Hispania romana
Las
peripecias de la segunda guerra púnica, en la que se dirimió el dominio del
Mediterráneo occidental entre Roma y Cartago (siglo III a. de J.C.),
convirtieron a la Península hispánica, por vez primera, en escenario de
importancia en la historia universal. Adaptada febrilmente, por obra de la
familia cartaginesa de los Bárcidas (Amilcar, Asdrúbal y Aníbal), como base
estratégica para contrarrestar los éxitos de Roma en Sicilia, sus hombres se
insertaron en la gran lucha mediterránea sin presentir que, al cabo de la
misma, había de brotar una transformación completa en su panorama social y
cultural. El contraataque desencadenado por los romanos contra la desbordante
campaña de Aníbal en Italia llevó a las costas hispánicas no sólo un ejército —el
de los Escipiónidas—, sino una compleja mentalidad, alumbrada en el opuesto
litoral del Egeo y matizada por el temperamento y las costumbres del Lacio. Las
legiones vencedoras de los cartagineses, gracias a la pericia de Publio
Cornelio Escipión, incorporaron al naciente imperialismo romano una colonia:
Hispania; pero, al mismo tiempo, iniciaron al país en las complejas
perfecciones de la cultura helénica, de las que sus habitantes sólo habían
gustado las primeras mieles a raíz del establecimiento en el litoral levantino
de las colonias griegas.

# Registros mostrados
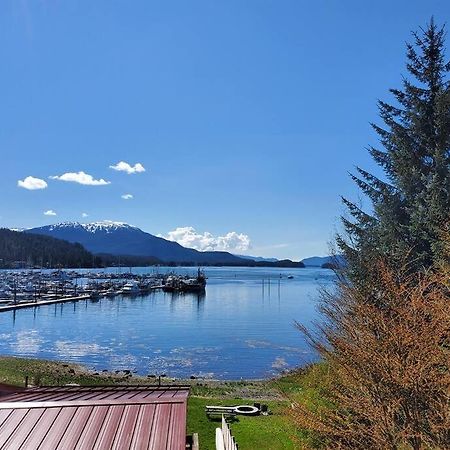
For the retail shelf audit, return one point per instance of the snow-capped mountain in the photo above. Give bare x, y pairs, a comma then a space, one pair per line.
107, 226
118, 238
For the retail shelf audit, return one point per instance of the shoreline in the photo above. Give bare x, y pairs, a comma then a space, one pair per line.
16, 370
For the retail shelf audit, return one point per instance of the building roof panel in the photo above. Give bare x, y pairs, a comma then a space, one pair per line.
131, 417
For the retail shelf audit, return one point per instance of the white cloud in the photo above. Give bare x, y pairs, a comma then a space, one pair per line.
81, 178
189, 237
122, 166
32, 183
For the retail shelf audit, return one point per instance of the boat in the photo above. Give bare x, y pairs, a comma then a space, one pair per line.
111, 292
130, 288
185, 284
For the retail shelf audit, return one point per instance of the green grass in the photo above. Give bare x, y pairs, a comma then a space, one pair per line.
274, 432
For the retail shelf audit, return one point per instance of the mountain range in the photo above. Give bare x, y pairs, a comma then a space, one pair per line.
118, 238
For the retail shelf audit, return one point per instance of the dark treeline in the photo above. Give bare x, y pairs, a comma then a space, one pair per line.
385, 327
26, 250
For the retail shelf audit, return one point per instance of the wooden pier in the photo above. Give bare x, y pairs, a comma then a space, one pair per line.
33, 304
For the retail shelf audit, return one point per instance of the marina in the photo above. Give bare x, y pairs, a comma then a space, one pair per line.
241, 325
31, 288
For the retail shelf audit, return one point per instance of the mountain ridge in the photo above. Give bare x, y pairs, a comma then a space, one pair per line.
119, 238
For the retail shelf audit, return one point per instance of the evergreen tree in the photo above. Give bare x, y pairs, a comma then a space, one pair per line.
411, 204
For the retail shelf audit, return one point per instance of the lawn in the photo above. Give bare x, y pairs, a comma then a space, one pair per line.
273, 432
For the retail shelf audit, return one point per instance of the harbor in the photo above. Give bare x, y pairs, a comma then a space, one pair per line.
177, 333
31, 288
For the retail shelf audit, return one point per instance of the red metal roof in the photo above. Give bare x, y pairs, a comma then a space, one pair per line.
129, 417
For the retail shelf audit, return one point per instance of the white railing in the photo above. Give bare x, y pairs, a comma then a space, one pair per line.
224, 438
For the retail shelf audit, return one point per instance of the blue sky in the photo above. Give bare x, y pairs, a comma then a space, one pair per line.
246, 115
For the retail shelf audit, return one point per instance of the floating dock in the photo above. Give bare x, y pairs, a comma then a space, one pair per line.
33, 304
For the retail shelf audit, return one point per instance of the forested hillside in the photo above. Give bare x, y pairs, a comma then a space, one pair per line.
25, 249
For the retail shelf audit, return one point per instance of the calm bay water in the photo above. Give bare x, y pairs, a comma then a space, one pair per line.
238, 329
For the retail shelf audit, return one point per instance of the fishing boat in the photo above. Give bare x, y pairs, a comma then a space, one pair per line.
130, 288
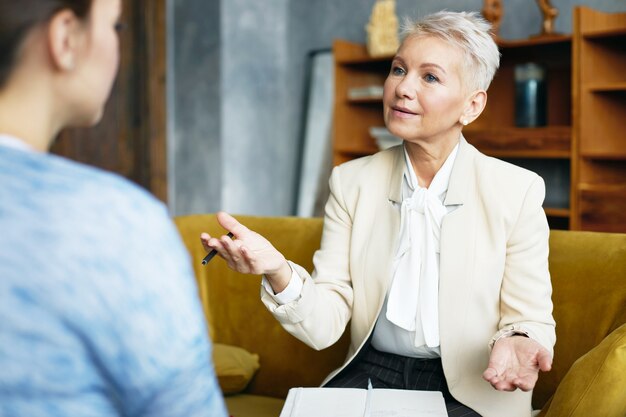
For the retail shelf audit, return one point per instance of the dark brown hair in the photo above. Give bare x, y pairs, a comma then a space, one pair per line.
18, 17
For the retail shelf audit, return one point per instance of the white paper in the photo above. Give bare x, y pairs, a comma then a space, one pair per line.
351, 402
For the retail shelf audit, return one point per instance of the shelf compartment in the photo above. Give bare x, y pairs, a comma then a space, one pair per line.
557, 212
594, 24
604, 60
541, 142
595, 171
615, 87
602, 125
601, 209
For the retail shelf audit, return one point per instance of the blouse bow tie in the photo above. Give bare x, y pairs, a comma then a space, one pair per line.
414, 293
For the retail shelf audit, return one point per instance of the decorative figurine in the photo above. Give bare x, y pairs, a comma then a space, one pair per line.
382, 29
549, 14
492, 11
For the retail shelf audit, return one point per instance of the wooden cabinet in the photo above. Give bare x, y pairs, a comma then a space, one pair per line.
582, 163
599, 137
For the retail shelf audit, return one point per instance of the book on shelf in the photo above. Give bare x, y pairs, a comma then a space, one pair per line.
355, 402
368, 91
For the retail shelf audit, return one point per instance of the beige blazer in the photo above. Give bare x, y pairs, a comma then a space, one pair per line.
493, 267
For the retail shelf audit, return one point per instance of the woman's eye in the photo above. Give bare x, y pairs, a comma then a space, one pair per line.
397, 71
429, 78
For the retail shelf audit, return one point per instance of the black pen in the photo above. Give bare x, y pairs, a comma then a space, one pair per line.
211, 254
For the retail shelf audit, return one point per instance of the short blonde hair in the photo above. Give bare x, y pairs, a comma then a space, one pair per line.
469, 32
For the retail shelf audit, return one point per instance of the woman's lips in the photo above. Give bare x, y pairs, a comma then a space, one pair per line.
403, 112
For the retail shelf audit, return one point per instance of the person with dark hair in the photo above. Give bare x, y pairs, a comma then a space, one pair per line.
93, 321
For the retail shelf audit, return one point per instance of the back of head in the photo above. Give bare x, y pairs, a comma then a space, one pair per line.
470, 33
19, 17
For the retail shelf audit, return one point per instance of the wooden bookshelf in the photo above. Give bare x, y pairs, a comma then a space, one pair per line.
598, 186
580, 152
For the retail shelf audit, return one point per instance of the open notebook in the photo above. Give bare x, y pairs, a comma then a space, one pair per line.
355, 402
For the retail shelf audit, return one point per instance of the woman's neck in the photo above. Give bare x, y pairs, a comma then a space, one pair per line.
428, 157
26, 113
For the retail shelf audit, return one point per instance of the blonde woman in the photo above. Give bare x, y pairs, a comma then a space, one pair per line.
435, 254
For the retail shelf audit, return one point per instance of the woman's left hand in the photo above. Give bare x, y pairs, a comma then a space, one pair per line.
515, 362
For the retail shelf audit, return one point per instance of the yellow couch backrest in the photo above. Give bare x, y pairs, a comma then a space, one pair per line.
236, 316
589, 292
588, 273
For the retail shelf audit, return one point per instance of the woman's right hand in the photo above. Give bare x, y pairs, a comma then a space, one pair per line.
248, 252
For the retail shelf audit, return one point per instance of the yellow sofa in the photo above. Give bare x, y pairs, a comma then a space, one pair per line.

# Problema planteado 1
Según el texto sobre la Hispania romana, ¿qué familia cartaginesa adaptó la Península como base estratégica frente a Roma?
# Problema planteado 2
Prosigue el texto sobre la Hispania romana a partir de su última frase.
Los registros no tienen ningún papel en esto.

# Resultado 1
La familia de los Bárcidas: Amilcar, Asdrúbal y Aníbal.

# Resultado 2
Corno
todo proceso de colonización profunda, la conquista romana del suelo peninsular
implicó violentas reacciones de los nativos. No hay que buscar en las mismas un
ideal patriótico singular; simplemente, fue la réplica del indígena ante las novedades
y las expropiaciones impuestas por los extranjeros. Éstos, dotados de una
organización superior, sofocaron con rapidez los sucesivos incidentes, que la
fama ha elevado al rango de grandes epopeyas. Con todo, la pacificación de la
Meseta resultó mucho más difícil que la de las regiones mediterránea y
andaluza, donde una antigua tradición de intercambios con los pueblos
extranjeros había preparado el terreno para aceptar el dominio de Roma. En la
Meseta, resguardada por accesos montañosos de fácil defensa, tales los que se
abrían en el fragoso país de los celtíberos, los romanos chocaron con una
perseverante hostilidad, cuyo tono era mayor al alejarse las legiones de sus
bases del litoral. Este hecho, explica la tenaz resistencia de los lusitanos,
primero, y de los numantinos, después. Fue necesario que Roma modificara el
sistema de reclutamiento de su ejército para domeñar Numancia, cuya
independencia abatió Escipión Emiliano (133 a. de J.C.). Esta es una fecha básica
para la colonización romana en la Península, ya que la sumisión de los astures
y cántabros, llevada a cabo cien años más tarde por Octavio Augusto, fue, más
que una guerra, una dilatada operación de policía.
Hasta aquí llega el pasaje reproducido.